INSTRUCTION: Find every row containing the string "mirror" and copy each of those lines in full. Match case exactly.

MATERIAL PROVIDED:
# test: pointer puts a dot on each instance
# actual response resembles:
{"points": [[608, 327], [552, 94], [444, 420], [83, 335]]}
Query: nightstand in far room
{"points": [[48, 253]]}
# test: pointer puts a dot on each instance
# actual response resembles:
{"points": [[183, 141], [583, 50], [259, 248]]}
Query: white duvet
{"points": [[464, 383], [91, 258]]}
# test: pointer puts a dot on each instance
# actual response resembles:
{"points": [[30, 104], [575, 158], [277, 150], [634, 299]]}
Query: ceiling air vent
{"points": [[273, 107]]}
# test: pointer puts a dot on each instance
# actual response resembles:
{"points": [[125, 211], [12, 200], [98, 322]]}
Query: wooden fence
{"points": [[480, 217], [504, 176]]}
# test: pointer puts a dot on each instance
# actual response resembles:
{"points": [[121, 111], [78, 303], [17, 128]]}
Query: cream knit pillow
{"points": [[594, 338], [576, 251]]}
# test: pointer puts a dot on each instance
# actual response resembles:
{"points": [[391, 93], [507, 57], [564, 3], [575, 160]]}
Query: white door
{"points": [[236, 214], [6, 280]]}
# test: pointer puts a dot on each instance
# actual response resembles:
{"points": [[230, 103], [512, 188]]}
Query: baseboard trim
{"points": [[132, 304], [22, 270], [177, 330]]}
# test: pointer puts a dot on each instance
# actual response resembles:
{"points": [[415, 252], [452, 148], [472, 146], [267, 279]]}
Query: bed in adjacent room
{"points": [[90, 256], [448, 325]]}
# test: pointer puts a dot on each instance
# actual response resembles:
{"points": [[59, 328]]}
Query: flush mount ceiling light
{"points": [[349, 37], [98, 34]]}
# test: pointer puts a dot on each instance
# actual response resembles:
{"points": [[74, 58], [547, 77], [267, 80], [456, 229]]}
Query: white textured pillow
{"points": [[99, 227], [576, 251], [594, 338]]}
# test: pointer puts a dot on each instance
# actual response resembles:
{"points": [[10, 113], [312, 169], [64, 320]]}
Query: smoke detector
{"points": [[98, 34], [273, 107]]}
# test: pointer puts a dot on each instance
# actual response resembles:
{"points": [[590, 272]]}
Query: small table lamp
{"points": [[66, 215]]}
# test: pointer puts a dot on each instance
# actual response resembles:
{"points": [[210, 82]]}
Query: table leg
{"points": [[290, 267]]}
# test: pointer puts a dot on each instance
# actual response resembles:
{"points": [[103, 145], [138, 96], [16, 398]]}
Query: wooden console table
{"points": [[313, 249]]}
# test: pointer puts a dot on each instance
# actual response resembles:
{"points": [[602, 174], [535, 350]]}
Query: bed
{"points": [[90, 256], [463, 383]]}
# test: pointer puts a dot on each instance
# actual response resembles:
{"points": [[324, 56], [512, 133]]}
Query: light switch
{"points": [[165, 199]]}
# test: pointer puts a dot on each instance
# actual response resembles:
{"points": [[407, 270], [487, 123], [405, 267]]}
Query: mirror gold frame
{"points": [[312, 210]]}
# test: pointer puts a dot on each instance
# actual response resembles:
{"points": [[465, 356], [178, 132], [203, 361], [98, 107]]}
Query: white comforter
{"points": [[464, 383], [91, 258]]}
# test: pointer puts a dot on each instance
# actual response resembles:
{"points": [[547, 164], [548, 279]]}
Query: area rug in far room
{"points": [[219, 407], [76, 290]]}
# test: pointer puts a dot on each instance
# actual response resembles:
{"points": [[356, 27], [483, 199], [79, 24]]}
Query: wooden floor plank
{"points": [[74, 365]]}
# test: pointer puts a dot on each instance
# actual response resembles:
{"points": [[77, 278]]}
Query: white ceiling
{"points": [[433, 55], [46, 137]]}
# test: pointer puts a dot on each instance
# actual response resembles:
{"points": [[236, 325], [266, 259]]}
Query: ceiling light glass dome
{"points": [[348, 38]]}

==

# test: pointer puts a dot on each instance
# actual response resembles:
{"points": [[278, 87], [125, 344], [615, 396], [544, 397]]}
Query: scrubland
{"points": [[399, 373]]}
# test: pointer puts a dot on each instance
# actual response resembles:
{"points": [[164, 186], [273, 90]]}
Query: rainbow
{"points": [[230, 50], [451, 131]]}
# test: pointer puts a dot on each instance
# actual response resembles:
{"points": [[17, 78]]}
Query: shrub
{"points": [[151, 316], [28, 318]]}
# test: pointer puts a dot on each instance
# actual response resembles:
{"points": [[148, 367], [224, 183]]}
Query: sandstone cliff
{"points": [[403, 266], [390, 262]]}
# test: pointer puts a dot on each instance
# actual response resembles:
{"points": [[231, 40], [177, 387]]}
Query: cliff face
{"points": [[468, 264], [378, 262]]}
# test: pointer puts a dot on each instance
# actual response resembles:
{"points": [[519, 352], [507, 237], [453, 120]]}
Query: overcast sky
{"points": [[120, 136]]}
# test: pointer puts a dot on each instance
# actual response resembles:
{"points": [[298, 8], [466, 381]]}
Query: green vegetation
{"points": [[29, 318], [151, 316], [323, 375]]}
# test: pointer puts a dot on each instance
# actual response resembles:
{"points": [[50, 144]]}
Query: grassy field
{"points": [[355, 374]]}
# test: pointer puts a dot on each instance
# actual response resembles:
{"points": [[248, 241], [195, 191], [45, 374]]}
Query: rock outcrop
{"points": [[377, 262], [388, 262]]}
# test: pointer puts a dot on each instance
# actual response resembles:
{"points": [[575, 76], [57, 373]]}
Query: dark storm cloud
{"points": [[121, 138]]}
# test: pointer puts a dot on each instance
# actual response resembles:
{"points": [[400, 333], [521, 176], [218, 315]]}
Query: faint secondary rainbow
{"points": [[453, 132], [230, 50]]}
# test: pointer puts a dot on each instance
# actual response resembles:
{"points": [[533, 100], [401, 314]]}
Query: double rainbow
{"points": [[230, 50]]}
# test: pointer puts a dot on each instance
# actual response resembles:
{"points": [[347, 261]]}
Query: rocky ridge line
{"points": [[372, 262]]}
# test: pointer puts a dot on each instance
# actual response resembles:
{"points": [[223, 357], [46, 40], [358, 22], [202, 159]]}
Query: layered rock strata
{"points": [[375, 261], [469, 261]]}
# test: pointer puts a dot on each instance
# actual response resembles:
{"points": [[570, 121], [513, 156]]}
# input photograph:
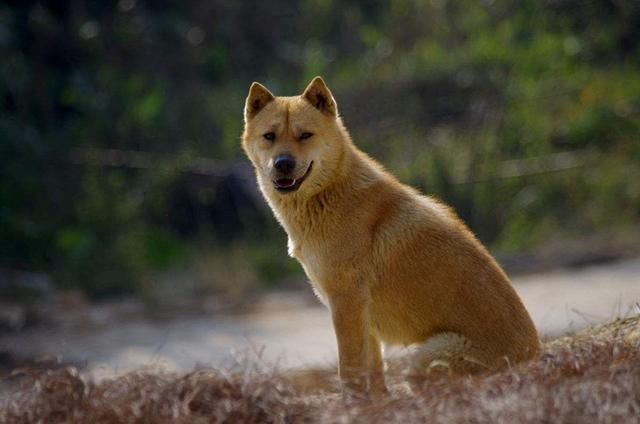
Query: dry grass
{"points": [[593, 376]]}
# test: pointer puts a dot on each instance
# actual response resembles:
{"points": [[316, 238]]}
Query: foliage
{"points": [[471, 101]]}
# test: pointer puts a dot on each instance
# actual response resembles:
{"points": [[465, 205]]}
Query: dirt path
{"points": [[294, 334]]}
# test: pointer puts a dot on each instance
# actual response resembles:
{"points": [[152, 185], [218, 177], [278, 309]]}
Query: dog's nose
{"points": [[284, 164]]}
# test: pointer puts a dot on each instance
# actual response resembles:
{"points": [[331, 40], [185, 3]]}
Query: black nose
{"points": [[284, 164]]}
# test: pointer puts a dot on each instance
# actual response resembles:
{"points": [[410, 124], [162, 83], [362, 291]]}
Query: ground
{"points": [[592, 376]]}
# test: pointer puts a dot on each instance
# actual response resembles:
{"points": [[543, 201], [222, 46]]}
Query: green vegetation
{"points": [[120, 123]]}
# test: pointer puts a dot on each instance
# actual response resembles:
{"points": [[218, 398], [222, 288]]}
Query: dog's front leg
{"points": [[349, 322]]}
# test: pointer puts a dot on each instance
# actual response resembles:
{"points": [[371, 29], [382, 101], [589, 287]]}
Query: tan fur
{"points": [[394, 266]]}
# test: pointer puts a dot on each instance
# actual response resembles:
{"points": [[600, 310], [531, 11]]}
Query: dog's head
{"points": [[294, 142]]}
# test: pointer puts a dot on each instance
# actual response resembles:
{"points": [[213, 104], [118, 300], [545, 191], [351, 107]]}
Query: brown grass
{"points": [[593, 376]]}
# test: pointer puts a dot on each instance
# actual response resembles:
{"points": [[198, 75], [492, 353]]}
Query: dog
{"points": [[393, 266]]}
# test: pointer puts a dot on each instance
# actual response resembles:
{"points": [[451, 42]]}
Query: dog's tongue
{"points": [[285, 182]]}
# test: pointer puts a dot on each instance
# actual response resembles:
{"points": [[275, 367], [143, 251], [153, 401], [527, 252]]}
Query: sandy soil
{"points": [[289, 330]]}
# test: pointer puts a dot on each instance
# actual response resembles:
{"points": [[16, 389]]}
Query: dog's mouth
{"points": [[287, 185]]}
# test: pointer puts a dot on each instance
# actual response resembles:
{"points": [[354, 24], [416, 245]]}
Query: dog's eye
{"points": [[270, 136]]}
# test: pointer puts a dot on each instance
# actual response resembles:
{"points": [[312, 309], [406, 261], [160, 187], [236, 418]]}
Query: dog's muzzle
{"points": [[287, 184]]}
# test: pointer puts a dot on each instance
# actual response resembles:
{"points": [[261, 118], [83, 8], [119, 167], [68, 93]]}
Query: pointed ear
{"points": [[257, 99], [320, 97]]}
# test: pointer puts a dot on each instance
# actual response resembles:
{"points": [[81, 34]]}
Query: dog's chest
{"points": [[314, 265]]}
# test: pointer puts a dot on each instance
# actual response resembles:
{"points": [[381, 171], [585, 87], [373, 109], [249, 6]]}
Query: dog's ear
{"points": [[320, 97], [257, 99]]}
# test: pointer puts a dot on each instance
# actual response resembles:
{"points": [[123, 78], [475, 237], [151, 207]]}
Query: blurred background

...

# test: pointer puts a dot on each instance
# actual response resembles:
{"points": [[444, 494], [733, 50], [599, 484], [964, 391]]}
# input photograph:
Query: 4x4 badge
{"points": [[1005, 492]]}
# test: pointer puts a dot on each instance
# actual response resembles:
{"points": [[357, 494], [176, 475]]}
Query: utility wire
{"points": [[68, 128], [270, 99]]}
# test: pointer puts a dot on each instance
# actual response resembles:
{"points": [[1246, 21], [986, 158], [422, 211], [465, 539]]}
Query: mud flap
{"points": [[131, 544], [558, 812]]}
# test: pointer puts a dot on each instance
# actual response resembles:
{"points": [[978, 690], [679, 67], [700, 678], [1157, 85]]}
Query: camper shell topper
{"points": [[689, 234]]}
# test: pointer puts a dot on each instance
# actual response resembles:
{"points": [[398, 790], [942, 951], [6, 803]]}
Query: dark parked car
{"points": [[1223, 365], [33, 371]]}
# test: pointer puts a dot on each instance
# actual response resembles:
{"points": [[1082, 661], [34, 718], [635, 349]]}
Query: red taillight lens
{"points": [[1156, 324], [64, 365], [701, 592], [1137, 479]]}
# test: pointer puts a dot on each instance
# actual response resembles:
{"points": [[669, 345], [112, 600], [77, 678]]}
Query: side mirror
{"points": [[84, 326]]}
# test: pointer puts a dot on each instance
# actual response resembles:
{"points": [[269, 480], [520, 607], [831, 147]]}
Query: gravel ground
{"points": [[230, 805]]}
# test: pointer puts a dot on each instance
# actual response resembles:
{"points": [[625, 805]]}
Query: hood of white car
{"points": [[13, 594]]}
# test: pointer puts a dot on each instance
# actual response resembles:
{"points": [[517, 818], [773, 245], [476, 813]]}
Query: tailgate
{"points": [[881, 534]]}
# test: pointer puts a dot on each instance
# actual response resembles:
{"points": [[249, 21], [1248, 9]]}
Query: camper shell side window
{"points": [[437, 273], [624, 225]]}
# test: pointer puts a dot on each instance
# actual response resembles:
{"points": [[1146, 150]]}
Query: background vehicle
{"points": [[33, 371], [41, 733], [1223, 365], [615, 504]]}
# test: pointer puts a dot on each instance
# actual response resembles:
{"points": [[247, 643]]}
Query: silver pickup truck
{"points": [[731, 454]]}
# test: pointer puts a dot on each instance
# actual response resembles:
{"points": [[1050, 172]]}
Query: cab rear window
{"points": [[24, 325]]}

WORKED ANSWER:
Query: mirror gold frame
Query: side mirror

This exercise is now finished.